→ **Problem to work on**
Among the entries that follow, tally the lines with the string "jersey". Give no more than the number.

--- START ---

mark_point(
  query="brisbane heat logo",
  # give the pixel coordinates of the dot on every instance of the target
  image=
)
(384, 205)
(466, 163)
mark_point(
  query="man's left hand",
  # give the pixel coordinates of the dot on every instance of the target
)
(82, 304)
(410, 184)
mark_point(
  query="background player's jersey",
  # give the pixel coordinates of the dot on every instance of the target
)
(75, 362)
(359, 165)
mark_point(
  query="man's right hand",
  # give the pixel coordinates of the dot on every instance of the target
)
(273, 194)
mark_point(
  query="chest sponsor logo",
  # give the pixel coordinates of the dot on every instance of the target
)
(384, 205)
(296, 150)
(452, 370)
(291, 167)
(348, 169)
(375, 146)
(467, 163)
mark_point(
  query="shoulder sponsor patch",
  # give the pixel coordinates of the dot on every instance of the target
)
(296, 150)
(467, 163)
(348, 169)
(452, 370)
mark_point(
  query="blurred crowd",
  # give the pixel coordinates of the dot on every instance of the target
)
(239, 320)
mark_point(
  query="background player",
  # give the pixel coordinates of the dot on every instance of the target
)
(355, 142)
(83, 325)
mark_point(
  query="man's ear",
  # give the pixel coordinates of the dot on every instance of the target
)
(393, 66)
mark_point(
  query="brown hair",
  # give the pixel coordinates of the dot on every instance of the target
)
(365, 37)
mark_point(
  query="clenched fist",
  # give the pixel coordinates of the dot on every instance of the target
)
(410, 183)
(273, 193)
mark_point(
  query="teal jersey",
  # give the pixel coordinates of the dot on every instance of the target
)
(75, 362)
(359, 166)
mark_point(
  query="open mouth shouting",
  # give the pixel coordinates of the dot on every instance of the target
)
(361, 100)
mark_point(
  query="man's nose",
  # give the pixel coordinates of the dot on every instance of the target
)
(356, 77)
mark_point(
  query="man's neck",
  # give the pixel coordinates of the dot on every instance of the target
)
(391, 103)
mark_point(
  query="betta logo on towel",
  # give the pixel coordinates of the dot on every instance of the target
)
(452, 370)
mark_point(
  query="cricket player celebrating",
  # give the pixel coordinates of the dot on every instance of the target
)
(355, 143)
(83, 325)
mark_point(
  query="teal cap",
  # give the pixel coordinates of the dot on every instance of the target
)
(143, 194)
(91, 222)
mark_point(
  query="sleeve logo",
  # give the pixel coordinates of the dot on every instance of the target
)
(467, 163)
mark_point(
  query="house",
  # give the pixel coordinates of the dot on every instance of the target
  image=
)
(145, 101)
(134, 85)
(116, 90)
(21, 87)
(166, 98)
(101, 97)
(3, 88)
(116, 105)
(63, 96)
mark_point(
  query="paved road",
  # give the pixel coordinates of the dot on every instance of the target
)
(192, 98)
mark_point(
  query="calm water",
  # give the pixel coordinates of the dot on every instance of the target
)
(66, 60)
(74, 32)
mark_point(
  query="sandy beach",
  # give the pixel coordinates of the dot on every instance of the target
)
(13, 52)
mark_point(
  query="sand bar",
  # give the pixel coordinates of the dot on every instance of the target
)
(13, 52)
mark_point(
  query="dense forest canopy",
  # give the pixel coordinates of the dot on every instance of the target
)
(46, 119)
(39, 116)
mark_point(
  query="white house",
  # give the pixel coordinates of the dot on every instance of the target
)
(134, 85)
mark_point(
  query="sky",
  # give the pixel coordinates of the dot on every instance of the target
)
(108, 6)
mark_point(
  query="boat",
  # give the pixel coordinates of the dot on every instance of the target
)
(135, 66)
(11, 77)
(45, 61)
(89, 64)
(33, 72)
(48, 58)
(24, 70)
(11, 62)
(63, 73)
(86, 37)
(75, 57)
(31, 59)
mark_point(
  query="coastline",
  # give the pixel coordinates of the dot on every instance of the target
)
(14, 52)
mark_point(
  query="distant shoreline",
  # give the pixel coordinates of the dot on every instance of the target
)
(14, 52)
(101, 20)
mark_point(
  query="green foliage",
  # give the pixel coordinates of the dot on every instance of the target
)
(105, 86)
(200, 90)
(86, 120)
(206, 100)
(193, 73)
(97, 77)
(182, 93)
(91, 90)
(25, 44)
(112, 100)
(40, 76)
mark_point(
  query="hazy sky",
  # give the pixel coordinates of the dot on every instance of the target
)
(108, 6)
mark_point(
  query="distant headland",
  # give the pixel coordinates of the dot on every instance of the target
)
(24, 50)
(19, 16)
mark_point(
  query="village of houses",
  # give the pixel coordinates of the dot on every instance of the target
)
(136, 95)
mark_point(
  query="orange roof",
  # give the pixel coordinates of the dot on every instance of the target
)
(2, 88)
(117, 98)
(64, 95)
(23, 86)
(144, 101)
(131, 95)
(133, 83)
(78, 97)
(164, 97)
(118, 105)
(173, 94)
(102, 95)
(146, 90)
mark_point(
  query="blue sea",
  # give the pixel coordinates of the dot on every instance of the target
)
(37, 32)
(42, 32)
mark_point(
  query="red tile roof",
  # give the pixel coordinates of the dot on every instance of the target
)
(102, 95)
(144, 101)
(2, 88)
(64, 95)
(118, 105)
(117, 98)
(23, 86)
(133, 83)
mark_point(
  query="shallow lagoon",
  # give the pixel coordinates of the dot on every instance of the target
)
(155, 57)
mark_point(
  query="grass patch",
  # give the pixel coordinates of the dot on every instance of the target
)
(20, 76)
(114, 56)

--- END ---
--- START ---

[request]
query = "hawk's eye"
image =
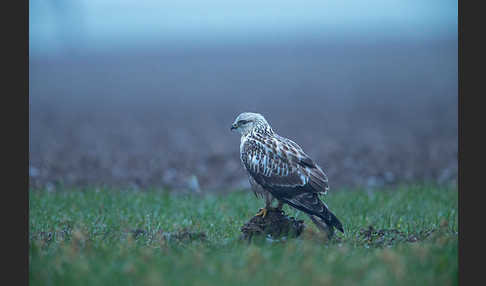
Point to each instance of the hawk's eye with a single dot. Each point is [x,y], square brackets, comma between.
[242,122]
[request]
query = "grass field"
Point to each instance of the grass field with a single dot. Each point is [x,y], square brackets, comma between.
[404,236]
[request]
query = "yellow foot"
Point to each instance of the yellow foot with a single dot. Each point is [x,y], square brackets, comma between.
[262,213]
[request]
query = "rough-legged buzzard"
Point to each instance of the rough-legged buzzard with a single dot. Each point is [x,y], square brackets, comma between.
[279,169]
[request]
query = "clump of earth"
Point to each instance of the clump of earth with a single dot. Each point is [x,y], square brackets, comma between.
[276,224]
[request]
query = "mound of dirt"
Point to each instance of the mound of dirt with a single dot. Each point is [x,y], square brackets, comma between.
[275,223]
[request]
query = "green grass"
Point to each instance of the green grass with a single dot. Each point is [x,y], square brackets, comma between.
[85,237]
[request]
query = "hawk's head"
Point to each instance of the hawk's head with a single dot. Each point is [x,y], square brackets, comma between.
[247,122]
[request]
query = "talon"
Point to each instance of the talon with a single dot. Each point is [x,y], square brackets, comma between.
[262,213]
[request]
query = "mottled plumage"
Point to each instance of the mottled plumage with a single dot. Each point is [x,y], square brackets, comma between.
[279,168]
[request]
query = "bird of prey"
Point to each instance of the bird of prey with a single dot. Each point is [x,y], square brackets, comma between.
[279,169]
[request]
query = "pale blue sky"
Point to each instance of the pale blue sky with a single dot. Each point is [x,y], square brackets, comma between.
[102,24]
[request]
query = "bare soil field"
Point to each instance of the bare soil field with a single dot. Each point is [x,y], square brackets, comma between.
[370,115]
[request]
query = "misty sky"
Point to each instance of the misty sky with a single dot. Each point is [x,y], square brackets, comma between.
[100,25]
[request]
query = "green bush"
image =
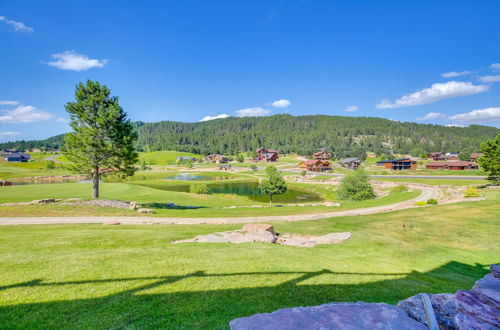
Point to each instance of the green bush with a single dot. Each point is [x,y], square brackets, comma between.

--- END ---
--- START ---

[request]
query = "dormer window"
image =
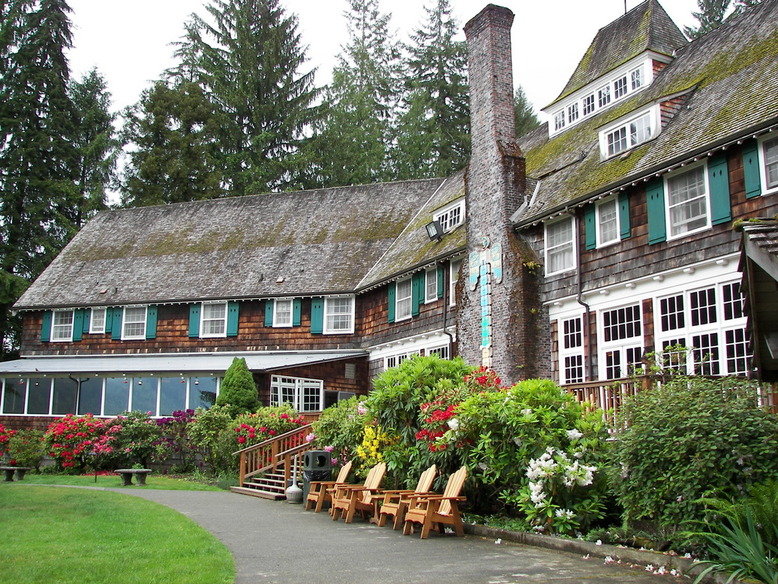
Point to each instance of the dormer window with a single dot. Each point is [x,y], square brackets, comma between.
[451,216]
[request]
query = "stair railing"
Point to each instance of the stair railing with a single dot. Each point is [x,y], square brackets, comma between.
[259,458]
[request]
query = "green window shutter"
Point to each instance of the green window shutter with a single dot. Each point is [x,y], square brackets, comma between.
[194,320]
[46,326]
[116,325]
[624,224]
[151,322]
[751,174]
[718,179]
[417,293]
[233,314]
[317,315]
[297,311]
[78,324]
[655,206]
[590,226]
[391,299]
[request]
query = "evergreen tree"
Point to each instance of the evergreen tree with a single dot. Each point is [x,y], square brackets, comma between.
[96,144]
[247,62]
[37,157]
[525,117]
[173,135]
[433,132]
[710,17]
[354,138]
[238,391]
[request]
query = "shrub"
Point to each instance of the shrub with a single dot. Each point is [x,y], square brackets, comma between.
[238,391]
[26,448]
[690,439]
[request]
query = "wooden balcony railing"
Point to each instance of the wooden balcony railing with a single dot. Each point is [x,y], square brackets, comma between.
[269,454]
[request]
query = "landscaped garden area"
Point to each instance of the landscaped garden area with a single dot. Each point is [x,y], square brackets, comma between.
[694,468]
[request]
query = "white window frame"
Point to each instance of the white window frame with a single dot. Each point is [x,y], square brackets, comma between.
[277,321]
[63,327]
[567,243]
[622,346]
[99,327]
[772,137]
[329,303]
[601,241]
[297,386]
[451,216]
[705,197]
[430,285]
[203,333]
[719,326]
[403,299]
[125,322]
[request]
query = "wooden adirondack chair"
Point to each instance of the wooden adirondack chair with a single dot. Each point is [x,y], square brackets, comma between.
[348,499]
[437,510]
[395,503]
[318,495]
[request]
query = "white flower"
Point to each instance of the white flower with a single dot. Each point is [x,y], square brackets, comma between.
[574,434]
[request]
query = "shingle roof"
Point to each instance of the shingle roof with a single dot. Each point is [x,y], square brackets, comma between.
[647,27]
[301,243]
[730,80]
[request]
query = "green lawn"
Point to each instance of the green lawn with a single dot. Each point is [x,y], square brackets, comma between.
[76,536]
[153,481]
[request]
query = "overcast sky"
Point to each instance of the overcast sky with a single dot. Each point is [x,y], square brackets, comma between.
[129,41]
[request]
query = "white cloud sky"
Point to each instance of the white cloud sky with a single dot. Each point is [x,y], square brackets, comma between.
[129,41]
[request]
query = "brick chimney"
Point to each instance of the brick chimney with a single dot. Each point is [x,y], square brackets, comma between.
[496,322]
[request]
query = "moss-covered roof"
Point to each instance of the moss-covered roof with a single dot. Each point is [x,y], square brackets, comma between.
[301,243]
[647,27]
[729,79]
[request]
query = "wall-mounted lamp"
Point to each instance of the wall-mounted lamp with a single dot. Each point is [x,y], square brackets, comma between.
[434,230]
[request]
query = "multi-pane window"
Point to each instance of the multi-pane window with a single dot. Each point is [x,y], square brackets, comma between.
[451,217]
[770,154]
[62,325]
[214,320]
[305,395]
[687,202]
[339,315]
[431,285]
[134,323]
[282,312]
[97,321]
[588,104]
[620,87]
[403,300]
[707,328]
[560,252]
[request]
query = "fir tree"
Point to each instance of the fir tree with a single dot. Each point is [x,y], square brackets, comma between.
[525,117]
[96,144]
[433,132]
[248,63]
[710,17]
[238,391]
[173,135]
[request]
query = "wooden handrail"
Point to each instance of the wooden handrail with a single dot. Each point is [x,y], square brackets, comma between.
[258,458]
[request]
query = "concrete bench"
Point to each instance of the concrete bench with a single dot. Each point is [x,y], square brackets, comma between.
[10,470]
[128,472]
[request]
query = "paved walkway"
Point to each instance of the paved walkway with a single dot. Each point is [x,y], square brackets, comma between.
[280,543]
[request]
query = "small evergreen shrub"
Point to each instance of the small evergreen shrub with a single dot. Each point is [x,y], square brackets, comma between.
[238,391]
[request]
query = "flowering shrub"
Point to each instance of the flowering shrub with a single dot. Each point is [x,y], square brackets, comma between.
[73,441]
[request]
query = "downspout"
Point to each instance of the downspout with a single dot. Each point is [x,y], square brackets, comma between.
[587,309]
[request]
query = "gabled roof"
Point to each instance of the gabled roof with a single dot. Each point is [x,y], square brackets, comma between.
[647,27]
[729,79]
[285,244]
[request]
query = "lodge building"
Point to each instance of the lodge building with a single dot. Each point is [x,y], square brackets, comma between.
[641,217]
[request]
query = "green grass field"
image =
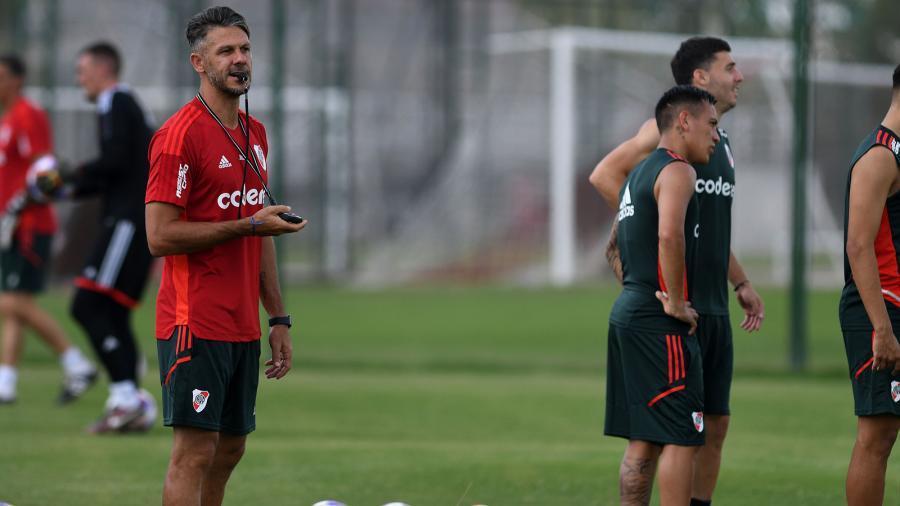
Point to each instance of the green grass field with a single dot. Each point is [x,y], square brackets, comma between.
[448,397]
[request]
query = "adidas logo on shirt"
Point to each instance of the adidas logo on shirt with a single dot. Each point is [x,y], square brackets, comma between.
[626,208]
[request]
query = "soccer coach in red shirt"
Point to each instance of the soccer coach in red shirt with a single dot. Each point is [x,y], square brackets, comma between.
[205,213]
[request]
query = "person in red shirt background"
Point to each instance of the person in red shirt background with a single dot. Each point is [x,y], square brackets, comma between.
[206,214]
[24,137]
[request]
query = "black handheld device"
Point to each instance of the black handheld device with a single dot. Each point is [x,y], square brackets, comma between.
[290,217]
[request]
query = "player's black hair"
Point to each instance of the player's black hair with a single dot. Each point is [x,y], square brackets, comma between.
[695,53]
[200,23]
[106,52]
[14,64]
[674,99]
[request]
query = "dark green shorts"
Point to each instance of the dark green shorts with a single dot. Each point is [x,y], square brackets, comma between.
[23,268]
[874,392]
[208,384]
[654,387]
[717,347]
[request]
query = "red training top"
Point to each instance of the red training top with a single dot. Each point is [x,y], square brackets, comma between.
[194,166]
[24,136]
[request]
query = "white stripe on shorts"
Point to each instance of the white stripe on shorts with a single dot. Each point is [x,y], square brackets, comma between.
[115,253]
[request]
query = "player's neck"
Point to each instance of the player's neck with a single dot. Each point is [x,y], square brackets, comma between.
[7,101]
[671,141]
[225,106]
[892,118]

--- END ---

→ **Output**
2